─── QUOTED PASSAGE ───

Great. Thanks, God, for that reminder that I wasn’t doing any of that. Just what I needed when I was already exhausted and just looking for a bit of encouragement. 

But then, it was like God said, “but you ARE doing all that. It wasn’t to condemn, it was to encourage.

This week, you made meals every morning, lunch and evening, for your family. You cared for your sick daughter, and got up during the night to talk with your son when he couldn’t sleep. You bought clothes (again) for your growing kids. You cleaned your home, and washed and ironed laundry so your family would have clothes to wear. You went places you didn’t want to go, even when you would rather have done other things or it meant letting go of your own plans, for the sake of your family. You helped a friend. More than one. You encouraged someone. More than one. 

No, you didn’t visit an actual prison, or volunteer in a church ministry, or give to the homeless, but you gave My people a home. 

That floor you mopped? You did it for Me. 

Those meals you cooked? You cooked them for Me. 

The laundry you washed and hung and put away every day? You did that for Me. 

The cold concrete step you sat on for an hour to cheer on your child as they fumbled the ball while having an absolute ball playing sport? You did that for Me. 

The child you comforted? You comforted Me. Even thought you didn’t have the words, and begged for wisdom, and wondered if any of it was getting through, or you were just making it worse, you were there. You were there for them – you were there for Me.

The things you gave up that no one else saw or knew about? You did that for Me. I saw it. Every bit of it. I saw what you did all week for them all, even though it was just from your house, in the world I’ve given you right now. I saw what you did for Me.”

───

SHORT EXERCISE A: Rewrite the paragraph of the devotional passage above that begins "This week, you made meals" as a short bulleted list of the things it says were done.
SHORT EXERCISE B: In the devotional passage above, how long was the cold concrete step sat on to cheer on a child playing sport?

─── RECORD SET ───

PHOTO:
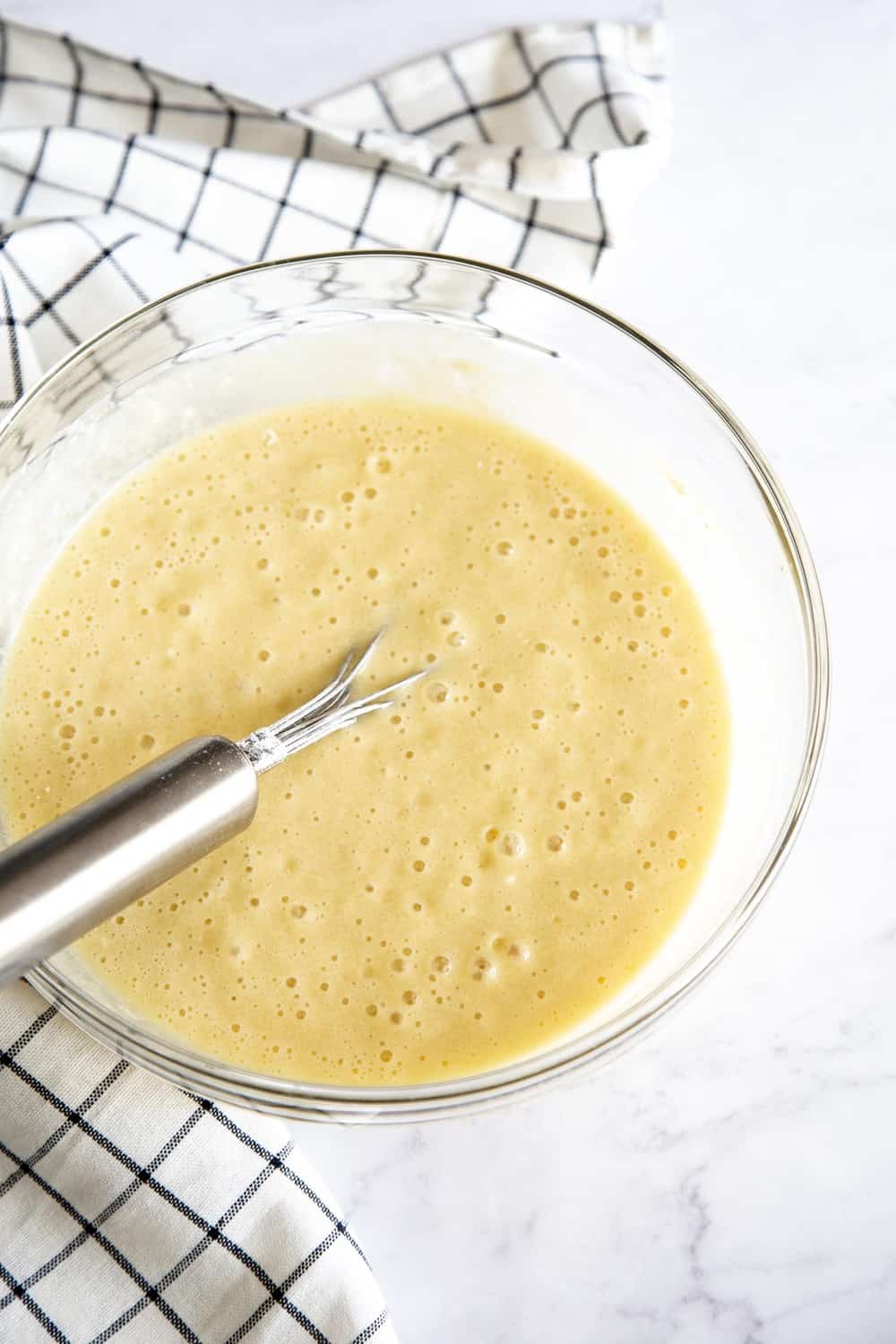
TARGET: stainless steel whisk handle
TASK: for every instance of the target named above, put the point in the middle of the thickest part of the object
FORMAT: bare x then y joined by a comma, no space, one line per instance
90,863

───
─── RECORD SET ───

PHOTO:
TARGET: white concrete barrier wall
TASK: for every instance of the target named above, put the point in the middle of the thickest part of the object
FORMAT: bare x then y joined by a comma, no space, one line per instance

───

CORRECT RESULT A:
- Made breakfast, lunch and dinner every day for the family
- Cared for a sick daughter
- Got up at night to talk with a son who couldn't sleep
- Bought clothes again for growing kids
- Cleaned the home and washed and ironed laundry
- Went to unwanted places for the family's sake, setting aside personal plans
- Helped more than one friend
- Encouraged more than one person

CORRECT RESULT B: For an hour.